§ EXERCISE INSTRUCTIONS
Find and copy every line of the data below that contains the string "chimney". Case counts.

§ DATA IN THIS EXERCISE

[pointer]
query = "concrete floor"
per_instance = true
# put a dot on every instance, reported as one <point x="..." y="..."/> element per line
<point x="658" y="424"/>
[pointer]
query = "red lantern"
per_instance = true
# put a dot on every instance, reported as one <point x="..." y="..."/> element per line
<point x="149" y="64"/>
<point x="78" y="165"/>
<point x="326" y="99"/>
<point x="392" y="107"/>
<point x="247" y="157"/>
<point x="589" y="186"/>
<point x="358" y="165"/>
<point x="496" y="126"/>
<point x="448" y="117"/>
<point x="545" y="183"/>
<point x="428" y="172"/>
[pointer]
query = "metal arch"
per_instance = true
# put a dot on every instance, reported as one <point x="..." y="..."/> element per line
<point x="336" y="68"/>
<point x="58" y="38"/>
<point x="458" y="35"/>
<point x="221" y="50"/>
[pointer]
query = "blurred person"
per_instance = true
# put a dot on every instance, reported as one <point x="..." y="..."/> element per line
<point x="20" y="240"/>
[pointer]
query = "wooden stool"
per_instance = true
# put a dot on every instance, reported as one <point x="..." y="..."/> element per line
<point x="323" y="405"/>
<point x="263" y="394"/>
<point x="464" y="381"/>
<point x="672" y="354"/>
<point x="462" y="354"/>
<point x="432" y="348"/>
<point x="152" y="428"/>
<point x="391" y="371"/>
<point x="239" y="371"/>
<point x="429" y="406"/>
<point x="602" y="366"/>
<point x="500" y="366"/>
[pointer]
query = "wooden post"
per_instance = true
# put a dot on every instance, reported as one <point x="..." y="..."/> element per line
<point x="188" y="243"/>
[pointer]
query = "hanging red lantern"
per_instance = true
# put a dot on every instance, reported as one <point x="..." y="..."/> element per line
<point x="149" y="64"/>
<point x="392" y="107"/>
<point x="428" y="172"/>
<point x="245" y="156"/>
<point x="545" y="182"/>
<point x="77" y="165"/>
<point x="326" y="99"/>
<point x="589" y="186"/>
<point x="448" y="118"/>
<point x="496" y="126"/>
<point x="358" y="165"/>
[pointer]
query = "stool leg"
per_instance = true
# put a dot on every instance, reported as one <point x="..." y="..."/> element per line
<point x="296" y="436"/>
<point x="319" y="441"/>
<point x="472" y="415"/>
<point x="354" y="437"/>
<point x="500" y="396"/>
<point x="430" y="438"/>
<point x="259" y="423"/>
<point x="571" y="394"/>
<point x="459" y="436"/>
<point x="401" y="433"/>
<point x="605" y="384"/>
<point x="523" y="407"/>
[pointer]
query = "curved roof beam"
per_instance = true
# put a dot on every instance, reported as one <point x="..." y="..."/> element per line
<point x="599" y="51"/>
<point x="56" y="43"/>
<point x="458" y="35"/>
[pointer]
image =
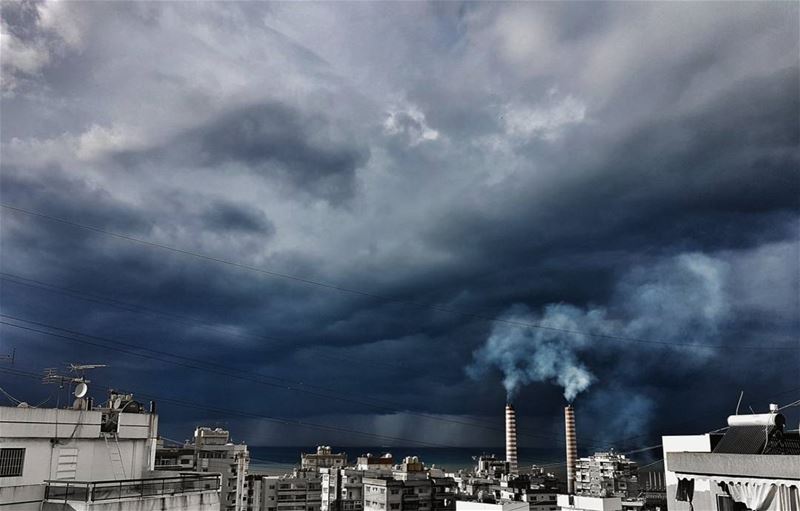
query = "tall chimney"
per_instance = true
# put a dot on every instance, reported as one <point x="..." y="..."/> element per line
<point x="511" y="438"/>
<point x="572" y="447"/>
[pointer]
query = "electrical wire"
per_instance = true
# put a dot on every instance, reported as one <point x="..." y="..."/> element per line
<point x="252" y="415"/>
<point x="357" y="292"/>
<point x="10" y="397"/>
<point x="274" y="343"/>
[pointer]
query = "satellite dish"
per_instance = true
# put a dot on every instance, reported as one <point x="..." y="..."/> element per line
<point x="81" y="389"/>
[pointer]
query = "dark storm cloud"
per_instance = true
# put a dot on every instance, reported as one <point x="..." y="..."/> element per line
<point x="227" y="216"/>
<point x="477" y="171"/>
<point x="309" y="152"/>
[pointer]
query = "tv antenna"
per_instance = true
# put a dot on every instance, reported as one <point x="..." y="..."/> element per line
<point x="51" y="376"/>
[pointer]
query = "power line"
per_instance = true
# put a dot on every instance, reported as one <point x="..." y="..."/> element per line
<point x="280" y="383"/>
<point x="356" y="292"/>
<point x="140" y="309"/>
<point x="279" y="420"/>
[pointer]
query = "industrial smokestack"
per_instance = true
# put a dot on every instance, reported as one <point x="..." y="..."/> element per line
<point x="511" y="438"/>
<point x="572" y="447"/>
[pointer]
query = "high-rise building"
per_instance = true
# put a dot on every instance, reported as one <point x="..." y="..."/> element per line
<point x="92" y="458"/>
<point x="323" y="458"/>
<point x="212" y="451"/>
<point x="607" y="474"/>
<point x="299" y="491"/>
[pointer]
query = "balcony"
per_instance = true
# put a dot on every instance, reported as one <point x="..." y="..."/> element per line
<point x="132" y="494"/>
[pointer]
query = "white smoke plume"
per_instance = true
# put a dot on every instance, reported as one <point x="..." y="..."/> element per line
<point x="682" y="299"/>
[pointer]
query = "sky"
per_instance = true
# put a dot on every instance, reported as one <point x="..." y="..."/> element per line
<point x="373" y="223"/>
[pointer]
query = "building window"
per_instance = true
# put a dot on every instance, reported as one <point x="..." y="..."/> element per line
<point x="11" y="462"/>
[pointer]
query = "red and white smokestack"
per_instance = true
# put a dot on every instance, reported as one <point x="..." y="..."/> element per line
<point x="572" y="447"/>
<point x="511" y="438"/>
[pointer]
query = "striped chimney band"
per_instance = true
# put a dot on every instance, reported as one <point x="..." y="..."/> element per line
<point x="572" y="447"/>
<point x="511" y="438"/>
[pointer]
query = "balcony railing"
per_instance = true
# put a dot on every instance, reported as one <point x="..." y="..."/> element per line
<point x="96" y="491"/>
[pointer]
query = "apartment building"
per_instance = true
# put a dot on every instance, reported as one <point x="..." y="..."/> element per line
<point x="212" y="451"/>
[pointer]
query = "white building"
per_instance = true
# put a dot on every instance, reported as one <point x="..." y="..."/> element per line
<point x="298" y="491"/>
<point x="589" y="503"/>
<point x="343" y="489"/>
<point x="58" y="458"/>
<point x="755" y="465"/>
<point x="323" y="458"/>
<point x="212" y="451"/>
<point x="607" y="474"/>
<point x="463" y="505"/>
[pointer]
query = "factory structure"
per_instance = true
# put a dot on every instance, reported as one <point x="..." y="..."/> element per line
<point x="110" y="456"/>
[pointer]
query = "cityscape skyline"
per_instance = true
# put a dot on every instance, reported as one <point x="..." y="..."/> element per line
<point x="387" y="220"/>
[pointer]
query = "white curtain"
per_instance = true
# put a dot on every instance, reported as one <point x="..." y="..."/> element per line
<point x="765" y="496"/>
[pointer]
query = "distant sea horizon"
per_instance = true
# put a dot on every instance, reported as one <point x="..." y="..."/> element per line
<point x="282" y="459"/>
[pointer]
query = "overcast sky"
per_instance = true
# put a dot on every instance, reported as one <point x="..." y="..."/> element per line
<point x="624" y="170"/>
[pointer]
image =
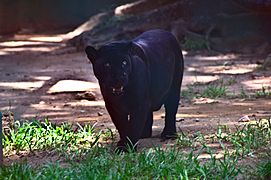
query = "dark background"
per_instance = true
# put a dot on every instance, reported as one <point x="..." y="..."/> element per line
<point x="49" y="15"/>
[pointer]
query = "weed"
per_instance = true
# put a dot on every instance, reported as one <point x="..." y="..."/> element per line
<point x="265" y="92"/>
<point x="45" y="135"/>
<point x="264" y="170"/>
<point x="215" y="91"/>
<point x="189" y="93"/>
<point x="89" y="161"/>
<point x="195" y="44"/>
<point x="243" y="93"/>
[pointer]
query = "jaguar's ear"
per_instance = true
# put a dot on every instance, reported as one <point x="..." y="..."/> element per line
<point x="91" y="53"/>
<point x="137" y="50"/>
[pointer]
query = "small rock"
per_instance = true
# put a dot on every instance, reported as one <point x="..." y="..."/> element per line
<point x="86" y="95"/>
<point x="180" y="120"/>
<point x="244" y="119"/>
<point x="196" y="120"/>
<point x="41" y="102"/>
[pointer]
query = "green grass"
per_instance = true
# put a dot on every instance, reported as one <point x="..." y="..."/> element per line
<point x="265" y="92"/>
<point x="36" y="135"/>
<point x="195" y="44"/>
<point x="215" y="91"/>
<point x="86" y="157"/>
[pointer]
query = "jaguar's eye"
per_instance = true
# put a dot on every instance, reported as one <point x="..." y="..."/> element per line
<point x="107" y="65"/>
...
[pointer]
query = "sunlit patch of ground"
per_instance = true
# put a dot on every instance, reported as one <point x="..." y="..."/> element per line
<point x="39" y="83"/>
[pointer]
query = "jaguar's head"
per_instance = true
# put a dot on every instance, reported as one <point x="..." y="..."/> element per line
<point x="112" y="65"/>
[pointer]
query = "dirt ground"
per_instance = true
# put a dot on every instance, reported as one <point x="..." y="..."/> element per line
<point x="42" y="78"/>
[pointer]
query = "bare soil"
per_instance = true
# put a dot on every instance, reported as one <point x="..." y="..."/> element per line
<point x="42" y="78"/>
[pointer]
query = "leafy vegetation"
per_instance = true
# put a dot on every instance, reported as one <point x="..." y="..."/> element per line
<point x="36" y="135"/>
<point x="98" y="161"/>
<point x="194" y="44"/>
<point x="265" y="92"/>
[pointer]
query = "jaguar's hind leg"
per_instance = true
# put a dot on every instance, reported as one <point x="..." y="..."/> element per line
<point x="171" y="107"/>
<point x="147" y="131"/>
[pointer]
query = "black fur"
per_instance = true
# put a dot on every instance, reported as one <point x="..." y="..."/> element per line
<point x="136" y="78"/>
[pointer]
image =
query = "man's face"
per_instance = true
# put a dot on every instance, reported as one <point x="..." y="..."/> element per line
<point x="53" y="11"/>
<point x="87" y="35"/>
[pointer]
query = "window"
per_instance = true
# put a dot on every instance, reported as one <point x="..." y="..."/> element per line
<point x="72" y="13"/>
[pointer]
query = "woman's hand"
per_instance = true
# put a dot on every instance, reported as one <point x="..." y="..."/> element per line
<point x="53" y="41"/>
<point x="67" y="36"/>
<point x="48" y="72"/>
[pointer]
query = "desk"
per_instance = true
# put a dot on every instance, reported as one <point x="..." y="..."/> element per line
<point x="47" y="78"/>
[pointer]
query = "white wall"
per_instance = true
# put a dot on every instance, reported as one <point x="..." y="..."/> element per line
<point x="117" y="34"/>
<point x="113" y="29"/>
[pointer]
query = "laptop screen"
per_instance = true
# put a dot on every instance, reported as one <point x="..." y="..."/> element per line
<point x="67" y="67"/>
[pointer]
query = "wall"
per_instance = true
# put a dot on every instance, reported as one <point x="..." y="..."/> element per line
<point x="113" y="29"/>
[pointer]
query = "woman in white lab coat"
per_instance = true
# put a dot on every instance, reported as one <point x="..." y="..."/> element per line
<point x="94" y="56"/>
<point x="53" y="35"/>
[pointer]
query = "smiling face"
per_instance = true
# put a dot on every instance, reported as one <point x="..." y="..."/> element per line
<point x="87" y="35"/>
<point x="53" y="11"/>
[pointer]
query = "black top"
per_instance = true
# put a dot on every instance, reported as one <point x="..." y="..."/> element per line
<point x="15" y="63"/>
* * *
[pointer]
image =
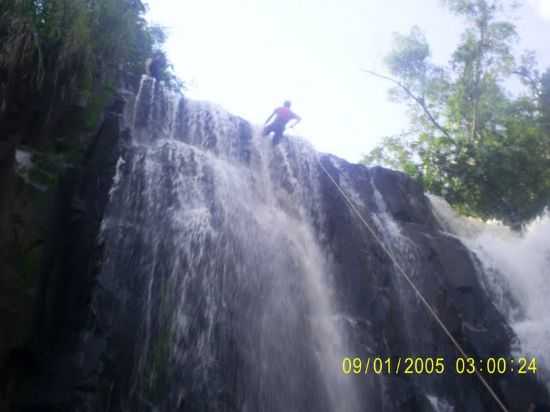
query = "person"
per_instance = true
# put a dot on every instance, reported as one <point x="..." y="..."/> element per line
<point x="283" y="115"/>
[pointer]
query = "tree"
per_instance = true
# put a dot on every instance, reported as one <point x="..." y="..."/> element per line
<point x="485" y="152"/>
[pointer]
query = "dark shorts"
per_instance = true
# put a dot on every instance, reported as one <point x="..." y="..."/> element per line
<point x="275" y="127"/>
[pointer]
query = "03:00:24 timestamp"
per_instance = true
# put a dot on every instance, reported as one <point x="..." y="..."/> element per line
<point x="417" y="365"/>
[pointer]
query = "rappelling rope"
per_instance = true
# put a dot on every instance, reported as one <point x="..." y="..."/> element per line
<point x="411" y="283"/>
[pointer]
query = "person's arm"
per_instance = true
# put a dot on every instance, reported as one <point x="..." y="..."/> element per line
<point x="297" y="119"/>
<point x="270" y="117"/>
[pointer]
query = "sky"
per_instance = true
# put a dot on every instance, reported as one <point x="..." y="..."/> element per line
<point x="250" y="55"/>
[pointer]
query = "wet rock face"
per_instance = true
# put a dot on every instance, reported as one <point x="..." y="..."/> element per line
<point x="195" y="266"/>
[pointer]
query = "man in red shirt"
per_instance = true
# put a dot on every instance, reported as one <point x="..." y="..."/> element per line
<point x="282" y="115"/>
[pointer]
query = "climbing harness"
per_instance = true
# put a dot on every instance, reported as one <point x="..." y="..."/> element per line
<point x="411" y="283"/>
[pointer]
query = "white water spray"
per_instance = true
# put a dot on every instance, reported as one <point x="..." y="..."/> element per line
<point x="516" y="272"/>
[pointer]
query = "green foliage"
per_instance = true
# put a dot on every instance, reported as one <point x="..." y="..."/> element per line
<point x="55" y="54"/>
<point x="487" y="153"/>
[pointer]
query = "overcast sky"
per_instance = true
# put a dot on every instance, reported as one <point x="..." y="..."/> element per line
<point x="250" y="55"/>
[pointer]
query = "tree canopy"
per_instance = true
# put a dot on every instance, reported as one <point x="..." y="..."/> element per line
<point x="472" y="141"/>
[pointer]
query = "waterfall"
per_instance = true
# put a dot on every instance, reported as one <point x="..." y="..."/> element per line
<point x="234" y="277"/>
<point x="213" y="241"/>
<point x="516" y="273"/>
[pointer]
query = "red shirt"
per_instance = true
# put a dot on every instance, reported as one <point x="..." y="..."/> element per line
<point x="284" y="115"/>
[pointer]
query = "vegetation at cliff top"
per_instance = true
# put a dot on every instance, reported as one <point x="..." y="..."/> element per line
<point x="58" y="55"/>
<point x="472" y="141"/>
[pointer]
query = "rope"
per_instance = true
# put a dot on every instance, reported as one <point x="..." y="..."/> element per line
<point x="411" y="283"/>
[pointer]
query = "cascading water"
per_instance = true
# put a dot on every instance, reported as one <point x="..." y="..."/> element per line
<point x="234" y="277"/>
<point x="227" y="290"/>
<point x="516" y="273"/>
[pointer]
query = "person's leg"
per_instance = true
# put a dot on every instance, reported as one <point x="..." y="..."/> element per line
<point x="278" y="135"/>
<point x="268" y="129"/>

§ SOLVED EXERCISE
query = "tall chimney"
query = "striped chimney band"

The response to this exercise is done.